+++ RECORD EXCERPTS

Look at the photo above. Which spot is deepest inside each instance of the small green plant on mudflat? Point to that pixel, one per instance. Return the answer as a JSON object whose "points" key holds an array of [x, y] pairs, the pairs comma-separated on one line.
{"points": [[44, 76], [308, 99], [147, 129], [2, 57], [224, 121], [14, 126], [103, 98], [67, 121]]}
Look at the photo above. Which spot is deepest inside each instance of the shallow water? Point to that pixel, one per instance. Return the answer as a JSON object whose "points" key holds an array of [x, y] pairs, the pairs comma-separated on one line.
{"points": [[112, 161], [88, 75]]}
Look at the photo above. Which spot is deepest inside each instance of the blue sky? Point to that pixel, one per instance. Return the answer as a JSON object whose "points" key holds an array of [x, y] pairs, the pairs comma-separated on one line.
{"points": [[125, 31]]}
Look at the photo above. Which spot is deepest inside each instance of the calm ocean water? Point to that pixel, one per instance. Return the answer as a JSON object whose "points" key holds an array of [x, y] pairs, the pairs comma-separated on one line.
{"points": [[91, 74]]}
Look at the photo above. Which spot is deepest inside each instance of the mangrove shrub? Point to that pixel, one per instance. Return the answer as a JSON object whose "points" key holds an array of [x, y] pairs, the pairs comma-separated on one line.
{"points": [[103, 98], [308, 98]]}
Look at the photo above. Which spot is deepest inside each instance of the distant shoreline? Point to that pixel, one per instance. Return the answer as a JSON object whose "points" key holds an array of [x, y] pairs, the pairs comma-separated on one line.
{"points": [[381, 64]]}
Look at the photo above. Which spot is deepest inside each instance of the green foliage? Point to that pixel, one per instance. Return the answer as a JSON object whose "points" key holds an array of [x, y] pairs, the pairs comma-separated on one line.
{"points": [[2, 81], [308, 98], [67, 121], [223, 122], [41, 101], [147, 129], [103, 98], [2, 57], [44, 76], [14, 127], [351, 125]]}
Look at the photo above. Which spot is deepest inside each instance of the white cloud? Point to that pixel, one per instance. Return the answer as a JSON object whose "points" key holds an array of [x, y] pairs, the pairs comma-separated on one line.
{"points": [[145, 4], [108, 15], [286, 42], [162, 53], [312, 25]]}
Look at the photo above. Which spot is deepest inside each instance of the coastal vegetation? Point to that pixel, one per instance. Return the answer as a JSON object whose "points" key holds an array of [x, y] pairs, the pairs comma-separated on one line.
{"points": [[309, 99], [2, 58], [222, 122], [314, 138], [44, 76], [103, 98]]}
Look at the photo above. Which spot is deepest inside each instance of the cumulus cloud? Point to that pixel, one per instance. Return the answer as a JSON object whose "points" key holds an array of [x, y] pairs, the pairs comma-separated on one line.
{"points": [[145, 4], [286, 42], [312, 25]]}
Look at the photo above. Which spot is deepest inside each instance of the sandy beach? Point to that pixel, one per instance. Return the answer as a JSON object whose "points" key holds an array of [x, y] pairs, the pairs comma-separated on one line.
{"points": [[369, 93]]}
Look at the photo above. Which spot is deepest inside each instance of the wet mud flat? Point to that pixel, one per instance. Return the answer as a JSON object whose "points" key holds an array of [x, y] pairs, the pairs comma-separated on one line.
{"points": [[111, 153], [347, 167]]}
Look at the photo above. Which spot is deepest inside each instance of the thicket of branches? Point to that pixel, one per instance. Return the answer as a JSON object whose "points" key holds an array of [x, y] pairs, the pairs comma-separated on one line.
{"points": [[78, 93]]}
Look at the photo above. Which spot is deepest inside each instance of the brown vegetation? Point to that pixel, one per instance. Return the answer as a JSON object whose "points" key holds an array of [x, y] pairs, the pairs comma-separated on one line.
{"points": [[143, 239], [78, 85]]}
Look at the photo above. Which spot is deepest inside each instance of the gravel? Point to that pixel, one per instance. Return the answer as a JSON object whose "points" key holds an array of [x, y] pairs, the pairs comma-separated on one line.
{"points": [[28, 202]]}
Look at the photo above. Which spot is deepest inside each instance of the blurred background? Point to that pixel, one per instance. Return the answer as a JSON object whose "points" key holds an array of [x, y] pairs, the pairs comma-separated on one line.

++++++

TASK INSTRUCTIONS:
Your answer must be the line holding "of the brown" plus every later line to the end of the records, copied exactly.

EXPECTED OUTPUT:
Look at the photo above. Which spot is deepest inside each instance of the brown vegetation? Point to that pixel, one per instance. Return the answer as a JSON object whose "points" key holds an array of [x, y] pairs, the pairs comma-separated on one line.
{"points": [[143, 239], [78, 85]]}
Look at the photo above. Which spot is deepest inside each instance of the gravel? Point to that pixel, one per instance. Return the answer as a JSON object whose "points" key holds an array of [x, y] pairs, the pairs comma-separated on one line.
{"points": [[28, 202]]}
Look at the photo above. Which spot is deepest inside each instance of the blurred background? Point to that pixel, one per instance. Return the answer as a JSON object whose "points" key holds an array of [x, y] pairs, the pairs comma-separated on one line.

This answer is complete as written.